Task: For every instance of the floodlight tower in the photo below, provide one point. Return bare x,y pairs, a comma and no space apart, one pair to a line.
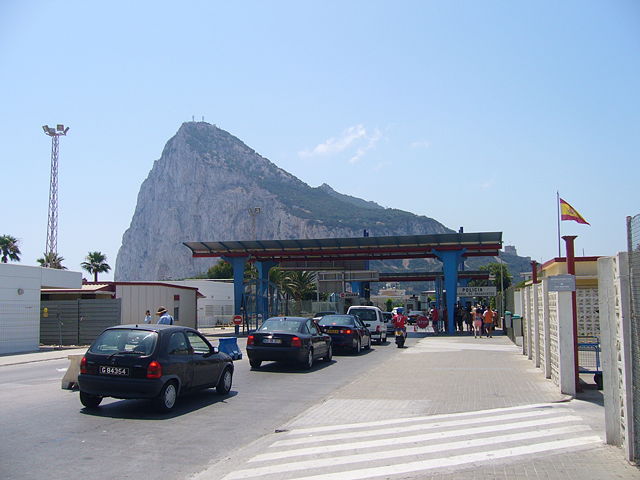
52,220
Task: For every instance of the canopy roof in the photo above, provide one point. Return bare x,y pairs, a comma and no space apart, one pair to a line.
353,248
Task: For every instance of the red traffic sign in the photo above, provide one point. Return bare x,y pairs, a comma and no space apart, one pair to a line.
423,322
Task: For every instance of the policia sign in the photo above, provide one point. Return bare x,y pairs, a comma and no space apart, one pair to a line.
477,291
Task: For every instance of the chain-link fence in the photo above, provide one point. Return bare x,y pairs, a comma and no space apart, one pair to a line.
633,235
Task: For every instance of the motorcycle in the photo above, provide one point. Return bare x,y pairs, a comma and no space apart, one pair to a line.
400,337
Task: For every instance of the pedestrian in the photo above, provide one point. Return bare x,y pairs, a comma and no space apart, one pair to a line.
466,318
164,317
488,322
477,322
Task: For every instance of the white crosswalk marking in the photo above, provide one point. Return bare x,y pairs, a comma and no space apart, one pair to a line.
375,449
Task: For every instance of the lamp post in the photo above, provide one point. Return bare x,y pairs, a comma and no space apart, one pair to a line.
52,218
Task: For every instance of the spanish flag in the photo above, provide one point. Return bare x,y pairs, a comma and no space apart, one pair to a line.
570,213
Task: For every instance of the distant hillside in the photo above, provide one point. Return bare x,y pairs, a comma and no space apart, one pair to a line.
201,189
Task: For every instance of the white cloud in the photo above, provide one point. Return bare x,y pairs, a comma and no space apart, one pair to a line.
355,138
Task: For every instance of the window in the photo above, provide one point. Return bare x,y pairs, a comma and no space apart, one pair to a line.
198,344
178,344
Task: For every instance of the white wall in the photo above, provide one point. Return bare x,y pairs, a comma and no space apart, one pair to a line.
20,303
139,297
216,305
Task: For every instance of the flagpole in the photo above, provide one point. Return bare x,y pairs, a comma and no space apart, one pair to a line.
558,209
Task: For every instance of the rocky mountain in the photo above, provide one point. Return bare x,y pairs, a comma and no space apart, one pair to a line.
202,188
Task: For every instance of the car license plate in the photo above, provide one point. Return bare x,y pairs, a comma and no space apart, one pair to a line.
118,371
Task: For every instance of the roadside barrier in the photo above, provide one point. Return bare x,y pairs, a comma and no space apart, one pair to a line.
70,379
229,345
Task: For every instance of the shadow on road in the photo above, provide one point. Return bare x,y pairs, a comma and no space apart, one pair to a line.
144,409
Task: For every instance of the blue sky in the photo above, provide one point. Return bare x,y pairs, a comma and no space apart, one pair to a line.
471,112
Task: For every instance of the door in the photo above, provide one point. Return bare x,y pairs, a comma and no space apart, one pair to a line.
180,363
206,364
318,340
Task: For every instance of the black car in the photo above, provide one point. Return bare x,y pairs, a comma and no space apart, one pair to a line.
346,331
158,362
293,339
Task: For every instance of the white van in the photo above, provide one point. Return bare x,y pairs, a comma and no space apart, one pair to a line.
373,319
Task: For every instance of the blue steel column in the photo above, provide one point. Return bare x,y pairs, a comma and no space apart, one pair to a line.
262,297
450,260
237,263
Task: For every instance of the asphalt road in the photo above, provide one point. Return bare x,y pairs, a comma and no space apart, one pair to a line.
47,433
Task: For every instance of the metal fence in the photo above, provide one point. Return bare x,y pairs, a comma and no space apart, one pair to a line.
633,235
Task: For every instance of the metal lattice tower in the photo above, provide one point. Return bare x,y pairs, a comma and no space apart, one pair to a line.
52,219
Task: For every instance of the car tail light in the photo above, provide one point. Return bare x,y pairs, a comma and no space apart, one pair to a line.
154,370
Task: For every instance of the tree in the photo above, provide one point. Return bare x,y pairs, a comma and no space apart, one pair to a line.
52,260
500,272
221,269
96,262
301,284
9,249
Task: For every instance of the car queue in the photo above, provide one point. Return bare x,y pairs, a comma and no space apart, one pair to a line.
162,362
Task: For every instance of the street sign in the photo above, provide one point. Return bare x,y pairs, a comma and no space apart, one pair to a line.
562,283
477,291
349,295
422,321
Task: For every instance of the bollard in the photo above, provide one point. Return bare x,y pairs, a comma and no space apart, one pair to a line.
70,379
229,345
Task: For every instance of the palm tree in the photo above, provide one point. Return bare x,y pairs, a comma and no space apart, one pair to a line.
52,260
96,262
9,249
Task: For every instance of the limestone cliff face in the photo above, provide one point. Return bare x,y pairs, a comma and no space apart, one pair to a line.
201,189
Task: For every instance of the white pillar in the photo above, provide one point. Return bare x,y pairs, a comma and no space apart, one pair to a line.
536,325
545,329
608,339
565,345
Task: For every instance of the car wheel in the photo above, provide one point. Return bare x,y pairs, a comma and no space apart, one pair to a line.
90,401
329,355
255,364
308,363
224,385
166,400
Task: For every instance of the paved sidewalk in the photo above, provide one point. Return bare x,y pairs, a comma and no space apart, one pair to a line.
443,408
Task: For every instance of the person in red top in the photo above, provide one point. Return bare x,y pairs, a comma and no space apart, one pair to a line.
400,321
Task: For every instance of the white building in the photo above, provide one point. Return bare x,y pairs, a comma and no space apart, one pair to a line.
20,287
215,302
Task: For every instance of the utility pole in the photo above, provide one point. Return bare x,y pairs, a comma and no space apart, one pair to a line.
254,211
52,219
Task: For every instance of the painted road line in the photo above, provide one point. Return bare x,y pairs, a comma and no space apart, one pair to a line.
459,460
317,450
396,421
413,428
403,452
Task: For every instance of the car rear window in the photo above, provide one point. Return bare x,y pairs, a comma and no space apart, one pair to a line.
123,340
345,320
281,325
365,314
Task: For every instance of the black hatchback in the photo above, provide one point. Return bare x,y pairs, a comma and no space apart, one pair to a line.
157,362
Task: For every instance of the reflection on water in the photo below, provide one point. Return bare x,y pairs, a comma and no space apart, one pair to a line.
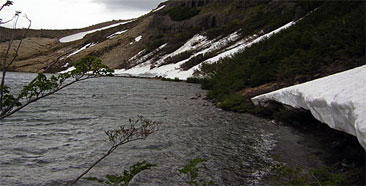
54,140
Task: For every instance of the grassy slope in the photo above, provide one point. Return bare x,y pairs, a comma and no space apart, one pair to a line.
327,41
330,39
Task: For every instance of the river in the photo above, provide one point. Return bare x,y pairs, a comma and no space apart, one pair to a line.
53,140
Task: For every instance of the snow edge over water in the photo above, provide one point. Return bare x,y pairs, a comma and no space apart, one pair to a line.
337,100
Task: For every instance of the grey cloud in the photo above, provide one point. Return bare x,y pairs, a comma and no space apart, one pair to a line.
144,5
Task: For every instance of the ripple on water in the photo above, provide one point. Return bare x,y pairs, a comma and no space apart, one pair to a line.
53,140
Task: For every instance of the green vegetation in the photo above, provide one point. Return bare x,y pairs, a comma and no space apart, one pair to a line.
330,36
182,12
197,60
193,172
126,177
177,58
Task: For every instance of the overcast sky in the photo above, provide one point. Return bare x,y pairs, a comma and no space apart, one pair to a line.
62,14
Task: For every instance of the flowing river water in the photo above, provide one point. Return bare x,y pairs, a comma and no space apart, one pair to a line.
53,140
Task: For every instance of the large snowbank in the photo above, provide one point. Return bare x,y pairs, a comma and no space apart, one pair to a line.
80,35
338,100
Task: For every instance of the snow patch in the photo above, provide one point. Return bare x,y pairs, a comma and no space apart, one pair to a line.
68,70
117,33
338,100
158,9
148,67
247,42
81,35
81,49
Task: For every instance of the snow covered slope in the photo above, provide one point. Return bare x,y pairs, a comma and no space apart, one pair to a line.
338,100
200,45
80,35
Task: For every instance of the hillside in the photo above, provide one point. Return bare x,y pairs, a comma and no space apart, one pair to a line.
173,23
235,49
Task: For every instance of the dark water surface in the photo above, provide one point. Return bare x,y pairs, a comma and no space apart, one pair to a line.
52,141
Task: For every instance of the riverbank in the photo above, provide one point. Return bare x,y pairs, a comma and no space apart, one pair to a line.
310,153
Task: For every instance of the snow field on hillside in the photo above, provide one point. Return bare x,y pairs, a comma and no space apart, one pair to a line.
200,45
81,35
338,100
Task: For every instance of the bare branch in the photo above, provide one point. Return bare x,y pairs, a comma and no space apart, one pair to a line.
138,130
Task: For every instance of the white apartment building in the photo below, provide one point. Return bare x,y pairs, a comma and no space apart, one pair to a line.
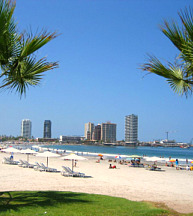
-------
Filter the material above down to every line that contains the string "black", and copy each of those lines in full. Matching is case-sensitive.

Task: For every instance of the black car in the photo above, provide one point. Return bare x,y pairs, a comma and no space apart, one pair to a line.
Task: For every instance of the black hatchback in the photo above, provide one point. Return bare x,y pairs, a comma and no space apart, one pair to a line.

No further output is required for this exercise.